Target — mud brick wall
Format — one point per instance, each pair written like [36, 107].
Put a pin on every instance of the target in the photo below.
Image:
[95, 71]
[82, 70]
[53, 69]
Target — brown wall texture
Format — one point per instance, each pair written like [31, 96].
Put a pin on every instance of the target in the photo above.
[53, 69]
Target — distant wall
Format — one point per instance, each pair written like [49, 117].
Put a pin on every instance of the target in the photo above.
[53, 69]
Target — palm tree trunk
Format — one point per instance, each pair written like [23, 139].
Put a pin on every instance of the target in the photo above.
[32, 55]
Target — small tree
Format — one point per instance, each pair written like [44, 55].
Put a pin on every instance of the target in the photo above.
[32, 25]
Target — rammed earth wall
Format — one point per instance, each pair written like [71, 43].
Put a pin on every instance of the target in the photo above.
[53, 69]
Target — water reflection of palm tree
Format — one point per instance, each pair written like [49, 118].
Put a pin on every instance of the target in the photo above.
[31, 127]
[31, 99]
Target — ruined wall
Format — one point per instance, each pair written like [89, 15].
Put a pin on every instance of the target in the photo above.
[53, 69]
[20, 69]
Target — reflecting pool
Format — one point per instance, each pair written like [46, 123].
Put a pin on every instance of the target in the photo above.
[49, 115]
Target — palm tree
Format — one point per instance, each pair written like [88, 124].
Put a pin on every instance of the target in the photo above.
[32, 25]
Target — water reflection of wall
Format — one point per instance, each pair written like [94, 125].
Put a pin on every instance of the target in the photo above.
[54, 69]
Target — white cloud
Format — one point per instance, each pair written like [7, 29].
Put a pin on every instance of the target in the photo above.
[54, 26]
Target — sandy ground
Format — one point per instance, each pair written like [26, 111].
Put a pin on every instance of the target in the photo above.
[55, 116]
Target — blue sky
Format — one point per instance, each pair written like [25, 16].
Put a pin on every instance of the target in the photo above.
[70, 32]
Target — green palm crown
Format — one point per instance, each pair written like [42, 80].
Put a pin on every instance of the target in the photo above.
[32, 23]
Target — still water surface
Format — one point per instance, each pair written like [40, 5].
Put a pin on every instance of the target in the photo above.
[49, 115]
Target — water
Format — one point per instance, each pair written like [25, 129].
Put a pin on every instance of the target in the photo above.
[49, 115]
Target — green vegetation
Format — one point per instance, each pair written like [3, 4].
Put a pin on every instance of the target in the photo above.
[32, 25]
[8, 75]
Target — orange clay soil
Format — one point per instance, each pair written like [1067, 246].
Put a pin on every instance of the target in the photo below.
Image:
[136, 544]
○ ○ ○ ○ ○ ○ ○
- _TASK INSTRUCTIONS_
Repeat each record exactly, leaving nothing out.

- _EXPECTED OUTPUT_
Target — mud brick wall
Format — one point per instance, each pair written like [36, 107].
Put a pin on every instance of the target in the photo below.
Image:
[95, 71]
[82, 70]
[53, 69]
Target — brown wall texture
Format — one point per instance, each pair written like [31, 96].
Put a pin on every instance of the target in the photo above.
[53, 69]
Target — distant wall
Format — one point per instance, each pair written like [49, 117].
Put a pin on every instance of the target in the photo above.
[53, 69]
Target — palm tree trunk
Format — one point per instance, each pair written like [23, 139].
Put a pin on every instance of the target in the photo above.
[32, 55]
Target — small tree
Format — one point per instance, each pair written like [44, 55].
Put a pin on every instance of the target in the photo above.
[32, 25]
Target — rammed earth wall
Format — one point per instance, each pair written like [71, 43].
Put a pin on every instance of the target in the photo above.
[53, 69]
Target — water reflection of palm tree
Format — one point per instance, each pair written like [49, 118].
Put a pin on every instance of the target in the photo above.
[31, 127]
[31, 99]
Target — ruined wall
Format — one point per instance, each pair written like [89, 15].
Put a pin on every instance of the target in the photo above.
[53, 69]
[20, 69]
Target — reflecting pool
Format — one point per instance, each pair written like [46, 123].
Put a pin on every instance of the target in the photo above.
[49, 115]
Target — palm tree
Format — one point per instance, each pair written like [88, 124].
Put a pin on every instance of the target in the photo above.
[32, 25]
Target — water reflection of wall
Format — one point per instance, each pair written like [94, 125].
Put a pin on every instance of the target in the photo above.
[54, 69]
Target — white cloud
Format — one point per instance, each pair written like [7, 29].
Put a pin on every instance of the target in the photo above.
[54, 26]
Target — sandy ground
Format — one point per instance, each pair written like [26, 111].
Put a pin on every instance of the target in the photo above.
[55, 116]
Target — blue sky
Format — one point per instance, each pair written like [25, 16].
Put a pin on every instance of the target in the photo above.
[70, 32]
Target — green palm crown
Format — one point per instance, each pair written like [42, 80].
Put a pin on every instance of the target in the photo above.
[32, 23]
Target — still water surface
Format — one point per instance, each pair written like [40, 5].
Put a pin on every instance of the target in the photo above.
[49, 115]
Target — water
Format — one point per instance, each pair written like [25, 129].
Put a pin on every instance of the target in the photo above.
[49, 115]
Target — green vegetation
Format — one point per instance, each pair written like [3, 4].
Put a pin on every instance of the target in the photo above.
[32, 25]
[8, 75]
Target — orange clay soil
Format — one point per instance, each pair written like [1067, 246].
Put a pin on every instance of the target in the photo below.
Image:
[136, 544]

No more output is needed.